• [EXTRACTED DATA]:
....................
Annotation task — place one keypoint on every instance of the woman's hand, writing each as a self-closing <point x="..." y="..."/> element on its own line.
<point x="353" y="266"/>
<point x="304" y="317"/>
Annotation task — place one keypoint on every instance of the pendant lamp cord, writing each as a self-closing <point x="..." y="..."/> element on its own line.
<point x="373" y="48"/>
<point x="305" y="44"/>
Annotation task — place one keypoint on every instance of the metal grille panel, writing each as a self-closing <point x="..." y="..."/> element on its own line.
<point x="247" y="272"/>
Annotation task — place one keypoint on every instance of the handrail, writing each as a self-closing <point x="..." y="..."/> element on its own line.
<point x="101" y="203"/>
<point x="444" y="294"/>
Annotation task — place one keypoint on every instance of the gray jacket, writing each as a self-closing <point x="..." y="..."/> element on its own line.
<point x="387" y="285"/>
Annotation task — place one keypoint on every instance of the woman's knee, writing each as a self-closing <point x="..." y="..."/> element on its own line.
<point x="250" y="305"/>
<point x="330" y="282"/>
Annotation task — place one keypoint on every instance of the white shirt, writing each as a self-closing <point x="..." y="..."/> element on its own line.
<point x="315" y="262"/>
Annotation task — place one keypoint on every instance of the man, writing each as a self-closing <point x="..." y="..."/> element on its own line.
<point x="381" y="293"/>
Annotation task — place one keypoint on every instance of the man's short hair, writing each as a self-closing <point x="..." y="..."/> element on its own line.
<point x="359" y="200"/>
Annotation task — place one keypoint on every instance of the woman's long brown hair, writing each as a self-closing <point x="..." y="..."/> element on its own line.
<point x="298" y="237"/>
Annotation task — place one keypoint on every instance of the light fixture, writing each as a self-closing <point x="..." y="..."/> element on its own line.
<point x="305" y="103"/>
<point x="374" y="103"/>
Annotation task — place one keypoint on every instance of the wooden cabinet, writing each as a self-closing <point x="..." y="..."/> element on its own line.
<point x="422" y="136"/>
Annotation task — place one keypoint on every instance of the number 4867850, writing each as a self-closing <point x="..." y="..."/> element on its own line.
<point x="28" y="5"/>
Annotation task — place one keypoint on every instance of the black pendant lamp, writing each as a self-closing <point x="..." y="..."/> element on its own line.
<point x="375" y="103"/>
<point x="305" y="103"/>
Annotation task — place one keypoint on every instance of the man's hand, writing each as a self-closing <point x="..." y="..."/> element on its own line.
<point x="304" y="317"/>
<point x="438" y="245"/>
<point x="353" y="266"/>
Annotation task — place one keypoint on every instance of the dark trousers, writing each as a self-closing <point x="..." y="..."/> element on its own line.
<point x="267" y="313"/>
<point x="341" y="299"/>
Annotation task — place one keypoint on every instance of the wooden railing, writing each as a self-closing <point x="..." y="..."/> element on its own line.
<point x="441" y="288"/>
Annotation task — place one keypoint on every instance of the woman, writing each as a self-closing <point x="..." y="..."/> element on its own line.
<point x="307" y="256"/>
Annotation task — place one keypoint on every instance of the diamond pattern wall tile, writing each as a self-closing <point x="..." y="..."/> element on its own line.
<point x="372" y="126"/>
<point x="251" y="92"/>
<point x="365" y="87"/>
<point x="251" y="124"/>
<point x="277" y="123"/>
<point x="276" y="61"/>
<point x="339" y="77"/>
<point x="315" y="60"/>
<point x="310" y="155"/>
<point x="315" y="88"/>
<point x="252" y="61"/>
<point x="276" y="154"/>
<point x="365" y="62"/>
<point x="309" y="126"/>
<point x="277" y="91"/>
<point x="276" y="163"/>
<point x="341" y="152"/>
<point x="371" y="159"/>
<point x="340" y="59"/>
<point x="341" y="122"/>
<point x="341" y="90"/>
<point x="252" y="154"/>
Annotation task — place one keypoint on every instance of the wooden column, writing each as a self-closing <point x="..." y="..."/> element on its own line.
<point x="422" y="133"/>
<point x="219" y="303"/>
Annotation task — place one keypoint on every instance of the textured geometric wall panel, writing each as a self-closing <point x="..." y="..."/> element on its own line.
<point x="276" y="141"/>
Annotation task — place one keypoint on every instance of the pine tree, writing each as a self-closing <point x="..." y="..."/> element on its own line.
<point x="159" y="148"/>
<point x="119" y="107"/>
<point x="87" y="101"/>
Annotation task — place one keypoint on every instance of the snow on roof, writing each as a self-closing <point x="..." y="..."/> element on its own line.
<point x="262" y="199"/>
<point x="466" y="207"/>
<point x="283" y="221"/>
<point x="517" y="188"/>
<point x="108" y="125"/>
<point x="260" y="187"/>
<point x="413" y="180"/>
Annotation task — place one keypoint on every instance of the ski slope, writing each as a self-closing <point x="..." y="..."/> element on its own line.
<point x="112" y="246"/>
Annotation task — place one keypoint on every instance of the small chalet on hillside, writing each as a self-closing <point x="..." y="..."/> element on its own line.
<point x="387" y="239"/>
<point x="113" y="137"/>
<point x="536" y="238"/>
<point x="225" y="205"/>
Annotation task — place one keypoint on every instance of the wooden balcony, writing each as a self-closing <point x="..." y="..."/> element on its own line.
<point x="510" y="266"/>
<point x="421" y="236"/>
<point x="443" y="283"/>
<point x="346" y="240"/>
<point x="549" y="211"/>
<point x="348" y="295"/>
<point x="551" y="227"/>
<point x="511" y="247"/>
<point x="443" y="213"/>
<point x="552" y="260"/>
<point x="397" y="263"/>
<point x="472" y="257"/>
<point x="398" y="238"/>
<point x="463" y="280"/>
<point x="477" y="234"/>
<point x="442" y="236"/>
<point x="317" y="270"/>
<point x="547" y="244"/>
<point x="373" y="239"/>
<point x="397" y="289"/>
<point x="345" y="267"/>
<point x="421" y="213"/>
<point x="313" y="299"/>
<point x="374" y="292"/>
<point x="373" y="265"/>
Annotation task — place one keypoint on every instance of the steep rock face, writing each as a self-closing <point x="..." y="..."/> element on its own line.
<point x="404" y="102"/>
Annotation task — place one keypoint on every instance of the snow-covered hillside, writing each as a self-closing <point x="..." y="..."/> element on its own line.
....................
• [WHAT THE TASK ASKS]: The entire listing needs to be output again, exactly, please.

• [WRITTEN ANSWER]:
Annotation task — place one keypoint on every instance of the woman's hand, writing each as a self-closing <point x="..." y="..."/> element on its own line.
<point x="353" y="266"/>
<point x="304" y="317"/>
Annotation task — place one keypoint on every instance of the pendant lamp cord, writing each as a self-closing <point x="..." y="..."/> element on its own line.
<point x="373" y="48"/>
<point x="305" y="44"/>
Annotation task — place one keypoint on every instance of the metal grille panel, writing each as a self-closing <point x="..." y="..."/> element on its own line.
<point x="247" y="272"/>
Annotation task — place one keypoint on every instance of the handrail, writing each as a self-closing <point x="..." y="..."/> element on its own line.
<point x="101" y="203"/>
<point x="444" y="294"/>
Annotation task — place one keypoint on every instance of the gray jacket, writing each as a self-closing <point x="..." y="..."/> element on its own line.
<point x="387" y="285"/>
Annotation task — place one keypoint on every instance of the woman's knee, writing each as a self-closing <point x="..." y="..."/> element on its own line.
<point x="250" y="305"/>
<point x="330" y="282"/>
Annotation task — place one keypoint on every instance of the white shirt, writing each as a self-closing <point x="..." y="..."/> element on its own line.
<point x="315" y="262"/>
Annotation task — place one keypoint on every instance of the man, writing each as a self-closing <point x="..." y="..."/> element on its own line.
<point x="381" y="293"/>
Annotation task — place one keypoint on every instance of the man's short hair, writing each as a self-closing <point x="..." y="..."/> element on its own line.
<point x="359" y="200"/>
Annotation task — place one keypoint on every instance of the woman's long brown hair, writing each as a self-closing <point x="..." y="..."/> element on its own line.
<point x="298" y="237"/>
Annotation task — place one keypoint on every instance of the light fixture, writing each as a self-closing <point x="..." y="..."/> element on its own line.
<point x="305" y="103"/>
<point x="374" y="103"/>
Annotation task — place one keypoint on every instance of the wooden cabinet, writing each as a self-closing <point x="..." y="..."/> element on its own line.
<point x="422" y="136"/>
Annotation task — place one keypoint on every instance of the number 4867850, writing each as a self-closing <point x="..." y="..."/> element on its own line.
<point x="28" y="5"/>
Annotation task — place one keypoint on every instance of the black pendant lamp, writing each as a self-closing <point x="..." y="..."/> element on its own line.
<point x="375" y="103"/>
<point x="305" y="103"/>
Annotation task — place one keypoint on every instance of the man's hand, writing each as a self-closing <point x="..." y="..."/> element on its own line.
<point x="304" y="317"/>
<point x="438" y="245"/>
<point x="353" y="266"/>
Annotation task — place one keypoint on every instance of the dark trousers, writing each as a self-closing <point x="..." y="..."/> element on its own line.
<point x="267" y="313"/>
<point x="341" y="299"/>
Annotation task — place one keypoint on every instance of the wooden railing, writing each as a self-closing <point x="..." y="..."/> element on its own line.
<point x="441" y="288"/>
Annotation task — place one keypoint on every instance of the woman, writing each as a self-closing <point x="..." y="..."/> element on its own line.
<point x="307" y="256"/>
Annotation task — place one keypoint on every instance of the diamond pattern wall tile, writing each as a self-closing <point x="..." y="..."/> element on its own line.
<point x="372" y="126"/>
<point x="251" y="92"/>
<point x="365" y="87"/>
<point x="251" y="124"/>
<point x="277" y="123"/>
<point x="276" y="61"/>
<point x="339" y="77"/>
<point x="315" y="60"/>
<point x="310" y="155"/>
<point x="315" y="88"/>
<point x="252" y="61"/>
<point x="276" y="154"/>
<point x="365" y="62"/>
<point x="309" y="126"/>
<point x="277" y="91"/>
<point x="276" y="163"/>
<point x="341" y="152"/>
<point x="371" y="159"/>
<point x="340" y="59"/>
<point x="341" y="122"/>
<point x="341" y="90"/>
<point x="252" y="154"/>
Annotation task — place one keypoint on every instance of the wooden column, writing each as a self-closing <point x="..." y="..."/> element on its own line.
<point x="422" y="133"/>
<point x="219" y="303"/>
Annotation task — place one keypoint on every instance of the textured geometric wall panel, writing each as a self-closing <point x="..." y="..."/> element on its own line.
<point x="276" y="141"/>
Annotation task — place one keypoint on every instance of the pine tree, writing each as a self-closing <point x="..." y="..."/> element on its own line.
<point x="159" y="148"/>
<point x="119" y="107"/>
<point x="87" y="101"/>
Annotation task — place one keypoint on every instance of the snow on roof, writing each as a self-closing <point x="..." y="..."/> element on its own line.
<point x="262" y="199"/>
<point x="466" y="207"/>
<point x="283" y="221"/>
<point x="517" y="188"/>
<point x="108" y="125"/>
<point x="260" y="187"/>
<point x="413" y="180"/>
Annotation task — place one keypoint on every instance of the ski slope, writing each as a self-closing <point x="..." y="..."/> element on its own line.
<point x="112" y="246"/>
Annotation task — place one keypoint on every instance of the small chalet on hillside, writing each as a self-closing <point x="..." y="..."/> element on its own line.
<point x="387" y="239"/>
<point x="113" y="137"/>
<point x="536" y="238"/>
<point x="225" y="205"/>
Annotation task — place one keypoint on every instance of the wooden balcony, writing each as a self-closing <point x="..." y="..."/> element on its own line.
<point x="510" y="266"/>
<point x="421" y="236"/>
<point x="443" y="283"/>
<point x="346" y="240"/>
<point x="549" y="211"/>
<point x="348" y="295"/>
<point x="551" y="227"/>
<point x="511" y="247"/>
<point x="443" y="213"/>
<point x="552" y="260"/>
<point x="397" y="263"/>
<point x="472" y="257"/>
<point x="398" y="238"/>
<point x="463" y="280"/>
<point x="477" y="234"/>
<point x="442" y="236"/>
<point x="317" y="270"/>
<point x="547" y="244"/>
<point x="373" y="239"/>
<point x="397" y="289"/>
<point x="345" y="267"/>
<point x="421" y="213"/>
<point x="313" y="299"/>
<point x="374" y="292"/>
<point x="373" y="265"/>
Annotation task — place one keypoint on every instance of the steep rock face, writing each as a self-closing <point x="..." y="..."/> element on its own line.
<point x="404" y="102"/>
Annotation task — place one keypoint on every instance of the snow-covered hillside, writing each as a self-closing <point x="..." y="..."/> element on its own line.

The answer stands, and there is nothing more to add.